TASK SET >>
**A.** Translate this sentence from the post on tokenization in LLM proxies into French: "But on an event-loop architecture, 5-13ms isn’t a rounding error."
**B.** In the post on tokenization in LLM proxies, which library does a proxy usually call to tokenize input?
**C.** Summarize the post on tokenization in LLM proxies in two sentences.

EXTRACT >>
____

You’ve optimized your GPU serving stack. You’ve tuned vLLM’s batch size, configured PagedAttention, maybe even set up prefix-aware routing for KV cache locality. Your P99 looks good. Your throughput is climbing. And somewhere in your proxy layer, every single request is blocking for 5-13 milliseconds while a tokenizer turns text into integers.

You’re probably not measuring it. Most LLM proxies treat tokenization as instantaneous—call the function, get the tokens, move on. But on an event-loop architecture, 5-13ms isn’t a rounding error. It’s an eternity. Every millisecond your event loop spends inside a tokenizer FFI call is a millisecond where no other request is read, no response is forwarded, no health check is answered, no connection is accepted.

This post is about a bottleneck hiding in the gap between “fast enough” and “actually non-blocking.”

Why Tokenization Blocks

If you’re doing prefix-aware routing, request rewriting, cost estimation, or priority classification, your proxy needs to tokenize the input before forwarding it. That means calling a tokenizer, usually HuggingFace’s tokenizers library, the same BPE implementation used by most serving engines.

____

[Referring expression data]
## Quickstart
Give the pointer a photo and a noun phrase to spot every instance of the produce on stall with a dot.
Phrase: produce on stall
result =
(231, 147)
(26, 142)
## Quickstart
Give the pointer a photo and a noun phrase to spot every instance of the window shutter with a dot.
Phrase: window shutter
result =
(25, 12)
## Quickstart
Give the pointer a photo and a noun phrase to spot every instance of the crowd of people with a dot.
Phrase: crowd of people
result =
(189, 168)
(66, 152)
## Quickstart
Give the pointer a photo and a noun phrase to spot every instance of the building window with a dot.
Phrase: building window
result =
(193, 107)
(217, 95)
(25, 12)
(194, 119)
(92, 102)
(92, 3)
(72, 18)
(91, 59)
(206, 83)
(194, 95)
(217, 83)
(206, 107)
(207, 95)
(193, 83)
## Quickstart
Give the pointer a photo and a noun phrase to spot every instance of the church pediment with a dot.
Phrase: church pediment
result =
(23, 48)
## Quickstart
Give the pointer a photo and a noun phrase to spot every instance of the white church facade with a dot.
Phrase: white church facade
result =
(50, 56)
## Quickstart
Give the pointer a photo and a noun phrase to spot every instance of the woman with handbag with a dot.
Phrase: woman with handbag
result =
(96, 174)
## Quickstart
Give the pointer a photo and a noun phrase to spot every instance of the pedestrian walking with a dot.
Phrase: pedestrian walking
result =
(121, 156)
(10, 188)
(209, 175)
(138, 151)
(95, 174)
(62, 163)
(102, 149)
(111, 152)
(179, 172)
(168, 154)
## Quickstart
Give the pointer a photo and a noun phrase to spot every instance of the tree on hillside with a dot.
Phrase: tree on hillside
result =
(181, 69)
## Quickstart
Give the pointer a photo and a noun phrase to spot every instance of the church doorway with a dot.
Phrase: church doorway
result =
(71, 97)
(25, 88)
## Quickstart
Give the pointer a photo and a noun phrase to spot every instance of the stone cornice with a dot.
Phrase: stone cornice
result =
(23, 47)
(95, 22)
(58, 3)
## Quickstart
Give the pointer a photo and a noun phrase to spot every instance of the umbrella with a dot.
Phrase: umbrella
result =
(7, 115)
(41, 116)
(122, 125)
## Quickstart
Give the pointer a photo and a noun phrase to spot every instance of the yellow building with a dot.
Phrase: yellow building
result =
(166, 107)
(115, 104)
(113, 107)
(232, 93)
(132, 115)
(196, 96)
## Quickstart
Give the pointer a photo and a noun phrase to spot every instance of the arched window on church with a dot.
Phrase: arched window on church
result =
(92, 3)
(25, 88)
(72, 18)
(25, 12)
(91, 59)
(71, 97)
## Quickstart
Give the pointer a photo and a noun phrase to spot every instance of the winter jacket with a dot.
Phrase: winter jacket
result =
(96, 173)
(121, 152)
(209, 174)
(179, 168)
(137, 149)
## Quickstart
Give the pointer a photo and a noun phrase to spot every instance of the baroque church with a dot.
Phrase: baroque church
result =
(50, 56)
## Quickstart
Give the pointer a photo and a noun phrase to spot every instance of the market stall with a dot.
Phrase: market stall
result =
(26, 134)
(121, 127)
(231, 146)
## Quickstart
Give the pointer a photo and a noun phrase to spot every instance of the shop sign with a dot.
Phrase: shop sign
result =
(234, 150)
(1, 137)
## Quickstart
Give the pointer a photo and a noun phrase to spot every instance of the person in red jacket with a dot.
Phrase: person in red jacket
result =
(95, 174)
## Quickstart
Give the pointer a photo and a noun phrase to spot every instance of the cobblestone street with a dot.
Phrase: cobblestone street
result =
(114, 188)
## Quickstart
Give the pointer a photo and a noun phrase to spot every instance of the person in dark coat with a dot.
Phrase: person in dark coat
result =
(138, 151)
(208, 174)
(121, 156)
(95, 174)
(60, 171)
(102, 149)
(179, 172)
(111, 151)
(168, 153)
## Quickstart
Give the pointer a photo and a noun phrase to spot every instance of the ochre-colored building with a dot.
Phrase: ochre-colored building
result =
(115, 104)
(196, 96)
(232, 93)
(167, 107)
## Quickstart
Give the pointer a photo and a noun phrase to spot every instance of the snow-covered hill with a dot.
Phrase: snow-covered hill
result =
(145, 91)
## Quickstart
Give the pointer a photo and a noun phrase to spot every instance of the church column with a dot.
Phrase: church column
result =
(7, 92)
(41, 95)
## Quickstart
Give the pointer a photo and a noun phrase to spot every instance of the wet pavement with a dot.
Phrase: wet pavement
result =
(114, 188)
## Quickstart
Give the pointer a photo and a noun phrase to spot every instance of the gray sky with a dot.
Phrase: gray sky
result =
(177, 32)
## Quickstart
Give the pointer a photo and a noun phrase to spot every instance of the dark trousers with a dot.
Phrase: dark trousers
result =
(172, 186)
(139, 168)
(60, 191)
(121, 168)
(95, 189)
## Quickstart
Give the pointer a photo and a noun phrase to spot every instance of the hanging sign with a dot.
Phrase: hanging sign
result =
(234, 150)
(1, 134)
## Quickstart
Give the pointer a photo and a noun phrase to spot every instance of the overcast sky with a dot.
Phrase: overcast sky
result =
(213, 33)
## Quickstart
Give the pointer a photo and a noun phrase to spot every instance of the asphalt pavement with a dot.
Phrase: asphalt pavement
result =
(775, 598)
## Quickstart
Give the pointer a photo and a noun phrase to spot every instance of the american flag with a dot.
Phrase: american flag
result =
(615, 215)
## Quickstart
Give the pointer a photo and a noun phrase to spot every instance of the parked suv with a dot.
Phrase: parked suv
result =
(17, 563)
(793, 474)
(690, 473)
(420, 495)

____

SOLUTION LIST >>
**A.** Mais sur une architecture à boucle d'événements, 5 à 13 ms ne constituent pas une erreur d'arrondi.

**B.** HuggingFace's tokenizers library.

**C.** Even in a well-tuned GPU serving stack, every request can block for 5-13 milliseconds in the proxy layer while a tokenizer converts text into integers. On an event-loop architecture, that time stalls all other work, and a proxy must tokenize input whenever it does prefix-aware routing, request rewriting, cost estimation, or priority classification.